[Stored entries]
--- Begin ---

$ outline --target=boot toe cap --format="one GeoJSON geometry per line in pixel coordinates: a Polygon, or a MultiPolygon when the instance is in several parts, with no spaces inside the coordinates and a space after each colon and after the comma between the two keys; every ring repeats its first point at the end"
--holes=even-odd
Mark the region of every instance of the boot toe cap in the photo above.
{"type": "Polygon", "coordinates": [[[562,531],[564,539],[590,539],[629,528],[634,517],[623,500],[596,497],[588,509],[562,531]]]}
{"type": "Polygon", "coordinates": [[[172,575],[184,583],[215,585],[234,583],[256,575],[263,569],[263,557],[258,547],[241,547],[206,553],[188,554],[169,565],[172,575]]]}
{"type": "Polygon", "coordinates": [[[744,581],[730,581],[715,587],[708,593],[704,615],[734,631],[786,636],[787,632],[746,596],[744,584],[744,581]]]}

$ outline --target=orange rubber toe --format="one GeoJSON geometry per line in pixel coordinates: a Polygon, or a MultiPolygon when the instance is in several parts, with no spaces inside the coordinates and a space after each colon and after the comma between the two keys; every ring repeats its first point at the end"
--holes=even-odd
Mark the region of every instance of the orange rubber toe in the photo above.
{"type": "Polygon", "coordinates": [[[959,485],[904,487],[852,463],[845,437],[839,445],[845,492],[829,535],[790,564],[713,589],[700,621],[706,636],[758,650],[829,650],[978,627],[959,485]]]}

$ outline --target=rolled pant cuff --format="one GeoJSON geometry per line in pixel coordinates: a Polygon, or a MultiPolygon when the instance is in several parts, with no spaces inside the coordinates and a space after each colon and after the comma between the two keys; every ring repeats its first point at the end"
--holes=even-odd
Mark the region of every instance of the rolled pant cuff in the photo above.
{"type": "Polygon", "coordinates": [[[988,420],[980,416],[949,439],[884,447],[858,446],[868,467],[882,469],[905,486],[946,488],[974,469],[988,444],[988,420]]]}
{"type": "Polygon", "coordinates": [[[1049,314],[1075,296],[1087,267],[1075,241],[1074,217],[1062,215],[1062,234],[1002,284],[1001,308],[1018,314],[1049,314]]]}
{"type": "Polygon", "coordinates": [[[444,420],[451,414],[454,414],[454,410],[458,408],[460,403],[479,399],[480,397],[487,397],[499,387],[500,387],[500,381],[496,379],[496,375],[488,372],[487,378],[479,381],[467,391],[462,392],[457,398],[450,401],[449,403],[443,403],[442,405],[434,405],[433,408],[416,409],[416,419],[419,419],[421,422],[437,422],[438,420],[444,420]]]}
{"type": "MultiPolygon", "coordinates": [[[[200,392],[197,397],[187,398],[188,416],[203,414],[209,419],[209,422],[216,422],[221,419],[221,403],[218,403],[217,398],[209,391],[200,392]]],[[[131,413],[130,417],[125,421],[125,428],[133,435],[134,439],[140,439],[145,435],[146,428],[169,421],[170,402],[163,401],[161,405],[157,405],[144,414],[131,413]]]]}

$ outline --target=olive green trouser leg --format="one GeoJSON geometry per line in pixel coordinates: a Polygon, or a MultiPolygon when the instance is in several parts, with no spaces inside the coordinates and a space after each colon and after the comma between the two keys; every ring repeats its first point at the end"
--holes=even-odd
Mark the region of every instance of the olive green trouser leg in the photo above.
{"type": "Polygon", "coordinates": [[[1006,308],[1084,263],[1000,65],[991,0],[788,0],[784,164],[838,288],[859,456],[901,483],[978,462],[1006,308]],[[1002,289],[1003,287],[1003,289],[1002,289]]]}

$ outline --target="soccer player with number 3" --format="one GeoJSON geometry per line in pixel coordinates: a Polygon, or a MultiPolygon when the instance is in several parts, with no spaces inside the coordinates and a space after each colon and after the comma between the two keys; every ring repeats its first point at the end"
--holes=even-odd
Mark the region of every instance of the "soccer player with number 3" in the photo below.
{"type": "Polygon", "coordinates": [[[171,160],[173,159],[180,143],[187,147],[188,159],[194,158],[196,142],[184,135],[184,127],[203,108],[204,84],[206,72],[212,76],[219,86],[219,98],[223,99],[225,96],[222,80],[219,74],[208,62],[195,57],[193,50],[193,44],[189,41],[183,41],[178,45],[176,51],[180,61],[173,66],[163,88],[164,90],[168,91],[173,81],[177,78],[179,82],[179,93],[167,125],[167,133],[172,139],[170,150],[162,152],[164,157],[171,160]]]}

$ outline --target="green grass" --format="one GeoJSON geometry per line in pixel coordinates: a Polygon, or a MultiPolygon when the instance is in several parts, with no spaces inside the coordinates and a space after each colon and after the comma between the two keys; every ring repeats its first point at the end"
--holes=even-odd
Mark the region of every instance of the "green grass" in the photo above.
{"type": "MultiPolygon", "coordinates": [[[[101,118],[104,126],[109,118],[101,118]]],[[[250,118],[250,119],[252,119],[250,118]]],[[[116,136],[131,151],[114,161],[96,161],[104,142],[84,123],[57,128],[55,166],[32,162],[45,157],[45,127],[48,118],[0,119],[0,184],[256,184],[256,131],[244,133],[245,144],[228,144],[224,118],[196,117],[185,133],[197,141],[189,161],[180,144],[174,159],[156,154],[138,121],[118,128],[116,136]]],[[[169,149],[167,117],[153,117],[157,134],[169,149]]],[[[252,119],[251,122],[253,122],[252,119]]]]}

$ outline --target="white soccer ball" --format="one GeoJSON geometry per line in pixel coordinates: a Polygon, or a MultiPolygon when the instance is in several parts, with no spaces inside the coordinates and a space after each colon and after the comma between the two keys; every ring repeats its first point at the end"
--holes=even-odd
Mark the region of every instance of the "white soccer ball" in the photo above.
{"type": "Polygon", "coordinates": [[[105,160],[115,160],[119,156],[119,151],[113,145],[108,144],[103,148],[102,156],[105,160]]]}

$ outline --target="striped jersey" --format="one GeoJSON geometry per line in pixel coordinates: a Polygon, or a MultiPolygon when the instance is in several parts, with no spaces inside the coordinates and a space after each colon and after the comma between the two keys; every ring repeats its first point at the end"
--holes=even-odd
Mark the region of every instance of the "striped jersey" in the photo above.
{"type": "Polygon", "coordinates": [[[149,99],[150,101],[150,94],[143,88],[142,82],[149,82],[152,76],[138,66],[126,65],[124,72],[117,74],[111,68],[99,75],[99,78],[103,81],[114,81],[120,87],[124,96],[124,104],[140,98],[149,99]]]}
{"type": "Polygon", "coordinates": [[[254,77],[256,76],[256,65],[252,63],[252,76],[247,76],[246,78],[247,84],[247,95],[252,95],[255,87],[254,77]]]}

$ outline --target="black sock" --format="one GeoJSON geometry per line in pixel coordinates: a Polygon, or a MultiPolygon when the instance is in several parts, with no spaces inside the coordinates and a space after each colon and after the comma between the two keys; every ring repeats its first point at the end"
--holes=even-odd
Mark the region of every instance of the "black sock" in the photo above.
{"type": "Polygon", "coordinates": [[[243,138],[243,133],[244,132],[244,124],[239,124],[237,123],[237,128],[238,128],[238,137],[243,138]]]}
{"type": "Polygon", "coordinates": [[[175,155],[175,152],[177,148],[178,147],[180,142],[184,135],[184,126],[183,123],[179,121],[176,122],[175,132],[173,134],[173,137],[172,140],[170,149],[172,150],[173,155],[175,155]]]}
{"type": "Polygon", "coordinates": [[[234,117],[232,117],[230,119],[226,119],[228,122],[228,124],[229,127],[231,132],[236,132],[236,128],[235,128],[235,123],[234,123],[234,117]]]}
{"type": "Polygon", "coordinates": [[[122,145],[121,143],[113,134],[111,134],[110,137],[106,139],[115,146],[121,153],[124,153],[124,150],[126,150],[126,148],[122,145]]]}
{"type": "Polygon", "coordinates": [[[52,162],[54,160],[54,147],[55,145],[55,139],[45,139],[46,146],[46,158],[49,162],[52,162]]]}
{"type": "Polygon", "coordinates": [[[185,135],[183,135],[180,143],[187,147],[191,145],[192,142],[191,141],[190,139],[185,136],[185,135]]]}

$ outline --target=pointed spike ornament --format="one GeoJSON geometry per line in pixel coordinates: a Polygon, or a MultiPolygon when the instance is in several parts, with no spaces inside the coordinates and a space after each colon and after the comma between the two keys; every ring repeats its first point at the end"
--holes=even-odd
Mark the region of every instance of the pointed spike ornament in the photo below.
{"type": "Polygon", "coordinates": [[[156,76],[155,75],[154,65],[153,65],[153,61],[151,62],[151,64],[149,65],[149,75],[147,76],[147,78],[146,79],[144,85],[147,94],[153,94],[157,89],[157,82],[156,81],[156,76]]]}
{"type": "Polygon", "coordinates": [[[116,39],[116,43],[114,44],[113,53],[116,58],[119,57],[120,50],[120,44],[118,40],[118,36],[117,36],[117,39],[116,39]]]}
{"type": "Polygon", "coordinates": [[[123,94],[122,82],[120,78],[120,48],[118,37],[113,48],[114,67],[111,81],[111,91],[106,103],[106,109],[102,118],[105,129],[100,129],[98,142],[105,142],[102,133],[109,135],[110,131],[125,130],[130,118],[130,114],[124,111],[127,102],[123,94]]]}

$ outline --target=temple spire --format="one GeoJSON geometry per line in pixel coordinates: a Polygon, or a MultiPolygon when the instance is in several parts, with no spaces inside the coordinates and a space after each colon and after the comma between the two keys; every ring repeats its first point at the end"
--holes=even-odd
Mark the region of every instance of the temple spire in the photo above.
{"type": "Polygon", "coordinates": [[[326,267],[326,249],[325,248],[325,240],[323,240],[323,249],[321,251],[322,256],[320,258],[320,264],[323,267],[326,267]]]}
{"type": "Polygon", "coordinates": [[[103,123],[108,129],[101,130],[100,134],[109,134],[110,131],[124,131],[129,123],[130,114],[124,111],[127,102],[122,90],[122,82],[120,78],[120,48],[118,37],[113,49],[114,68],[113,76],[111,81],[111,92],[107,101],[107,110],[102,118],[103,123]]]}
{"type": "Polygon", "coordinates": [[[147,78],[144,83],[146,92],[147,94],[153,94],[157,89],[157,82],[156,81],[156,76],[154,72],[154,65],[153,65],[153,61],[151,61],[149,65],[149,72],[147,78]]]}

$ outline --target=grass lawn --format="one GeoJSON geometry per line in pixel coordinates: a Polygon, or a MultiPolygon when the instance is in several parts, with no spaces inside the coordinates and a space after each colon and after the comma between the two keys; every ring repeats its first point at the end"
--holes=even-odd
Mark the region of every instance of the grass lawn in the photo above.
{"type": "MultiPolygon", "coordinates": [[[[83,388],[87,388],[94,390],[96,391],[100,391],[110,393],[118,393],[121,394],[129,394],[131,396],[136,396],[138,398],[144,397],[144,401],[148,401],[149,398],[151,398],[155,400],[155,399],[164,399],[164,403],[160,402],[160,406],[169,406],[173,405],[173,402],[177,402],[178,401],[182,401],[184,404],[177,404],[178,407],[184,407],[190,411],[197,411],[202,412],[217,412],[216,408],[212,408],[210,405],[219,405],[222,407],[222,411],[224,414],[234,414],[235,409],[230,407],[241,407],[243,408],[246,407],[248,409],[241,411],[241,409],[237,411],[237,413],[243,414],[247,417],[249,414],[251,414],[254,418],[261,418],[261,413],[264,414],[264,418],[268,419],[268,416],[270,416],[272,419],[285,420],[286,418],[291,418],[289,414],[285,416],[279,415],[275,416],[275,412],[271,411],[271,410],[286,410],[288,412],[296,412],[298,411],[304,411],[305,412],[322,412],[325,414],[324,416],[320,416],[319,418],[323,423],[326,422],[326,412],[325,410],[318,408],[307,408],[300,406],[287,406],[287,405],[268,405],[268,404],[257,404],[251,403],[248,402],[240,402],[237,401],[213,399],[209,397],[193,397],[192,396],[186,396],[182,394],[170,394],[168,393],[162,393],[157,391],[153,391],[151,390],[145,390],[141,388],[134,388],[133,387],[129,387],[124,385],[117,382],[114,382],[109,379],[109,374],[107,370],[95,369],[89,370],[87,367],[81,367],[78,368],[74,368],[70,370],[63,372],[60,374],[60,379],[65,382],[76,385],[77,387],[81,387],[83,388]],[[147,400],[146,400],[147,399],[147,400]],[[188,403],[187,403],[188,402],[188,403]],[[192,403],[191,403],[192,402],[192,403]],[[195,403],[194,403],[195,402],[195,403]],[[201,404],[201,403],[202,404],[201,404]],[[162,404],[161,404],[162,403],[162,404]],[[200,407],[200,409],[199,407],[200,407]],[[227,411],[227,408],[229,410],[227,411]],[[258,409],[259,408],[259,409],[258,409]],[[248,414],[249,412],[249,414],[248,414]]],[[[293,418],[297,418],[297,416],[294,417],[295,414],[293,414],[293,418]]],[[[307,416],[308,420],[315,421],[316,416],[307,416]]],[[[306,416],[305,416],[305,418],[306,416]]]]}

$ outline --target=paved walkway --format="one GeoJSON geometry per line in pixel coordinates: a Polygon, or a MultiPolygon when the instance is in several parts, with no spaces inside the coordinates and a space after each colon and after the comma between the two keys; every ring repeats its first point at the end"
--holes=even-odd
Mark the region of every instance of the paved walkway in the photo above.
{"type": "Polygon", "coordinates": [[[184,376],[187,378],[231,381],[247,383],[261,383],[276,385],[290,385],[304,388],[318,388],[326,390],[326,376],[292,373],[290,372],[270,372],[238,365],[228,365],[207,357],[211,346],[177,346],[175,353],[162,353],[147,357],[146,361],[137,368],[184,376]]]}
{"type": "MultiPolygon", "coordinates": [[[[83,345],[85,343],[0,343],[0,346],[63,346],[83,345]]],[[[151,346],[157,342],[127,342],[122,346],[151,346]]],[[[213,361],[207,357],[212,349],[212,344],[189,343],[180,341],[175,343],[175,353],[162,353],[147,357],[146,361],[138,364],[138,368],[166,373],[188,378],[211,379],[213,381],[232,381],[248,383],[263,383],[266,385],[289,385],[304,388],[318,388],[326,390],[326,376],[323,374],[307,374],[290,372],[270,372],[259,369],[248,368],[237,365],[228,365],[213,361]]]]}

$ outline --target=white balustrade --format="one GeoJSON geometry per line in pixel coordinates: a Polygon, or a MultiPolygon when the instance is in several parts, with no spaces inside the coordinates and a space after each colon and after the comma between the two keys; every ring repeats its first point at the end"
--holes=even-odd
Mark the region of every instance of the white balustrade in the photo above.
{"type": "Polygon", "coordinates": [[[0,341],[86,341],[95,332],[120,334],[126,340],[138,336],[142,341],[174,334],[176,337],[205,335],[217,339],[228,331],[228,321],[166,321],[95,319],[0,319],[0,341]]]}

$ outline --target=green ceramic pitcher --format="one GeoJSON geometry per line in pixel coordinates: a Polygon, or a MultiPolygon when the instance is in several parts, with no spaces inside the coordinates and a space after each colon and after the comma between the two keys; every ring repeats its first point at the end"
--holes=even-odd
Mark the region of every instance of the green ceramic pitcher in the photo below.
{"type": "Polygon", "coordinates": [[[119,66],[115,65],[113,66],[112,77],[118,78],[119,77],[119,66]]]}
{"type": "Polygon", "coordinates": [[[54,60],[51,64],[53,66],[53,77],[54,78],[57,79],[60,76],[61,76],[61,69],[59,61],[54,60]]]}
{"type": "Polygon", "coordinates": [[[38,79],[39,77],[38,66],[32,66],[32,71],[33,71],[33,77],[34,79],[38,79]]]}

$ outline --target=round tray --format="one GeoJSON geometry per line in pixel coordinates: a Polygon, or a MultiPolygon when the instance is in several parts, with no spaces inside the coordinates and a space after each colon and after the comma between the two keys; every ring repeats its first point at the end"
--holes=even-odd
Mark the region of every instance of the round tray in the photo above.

--- End ---

## Set task
Rewrite the records from the line containing "outline --target=white balustrade" through the end of the records, switching "round tray" to "oval tray" and keeping everything else the same.

## Solution for this problem
$ outline --target=white balustrade --format="one GeoJSON geometry per line in pixel coordinates: a Polygon, or a MultiPolygon when the instance is in several parts, with no spaces inside the coordinates and a space after each colon and after the comma between the two keys; every ring repeats its first point at the end"
--holes=even-odd
Mark the region of every instance of the white balustrade in the photo above.
{"type": "Polygon", "coordinates": [[[0,341],[86,341],[95,332],[120,334],[126,340],[138,336],[142,341],[174,334],[176,337],[205,335],[217,339],[228,331],[228,321],[166,321],[95,319],[0,319],[0,341]]]}

$ outline --target=green ceramic pitcher --format="one GeoJSON geometry per line in pixel coordinates: a Polygon, or a MultiPolygon when the instance is in several parts, with no spaces inside the coordinates and a space after each colon and after the comma between the two keys; every ring repeats its first point at the end"
--holes=even-odd
Mark the region of every instance of the green ceramic pitcher in the photo below.
{"type": "Polygon", "coordinates": [[[119,66],[115,65],[113,66],[112,77],[118,78],[119,77],[119,66]]]}
{"type": "Polygon", "coordinates": [[[54,60],[51,64],[53,66],[53,77],[54,78],[57,79],[60,76],[61,76],[61,69],[59,61],[54,60]]]}
{"type": "Polygon", "coordinates": [[[38,79],[39,77],[38,66],[32,66],[32,71],[33,71],[33,77],[34,79],[38,79]]]}

$ outline --target=oval tray --format="one GeoJSON geometry per line in pixel coordinates: a Polygon, or a MultiPolygon when the instance is in several parts, with no spaces inside the coordinates and a space after each colon and after the comma between the two keys; every ring repeats its first point at the end"
--holes=even-odd
Mark the region of every instance of the oval tray in the photo above.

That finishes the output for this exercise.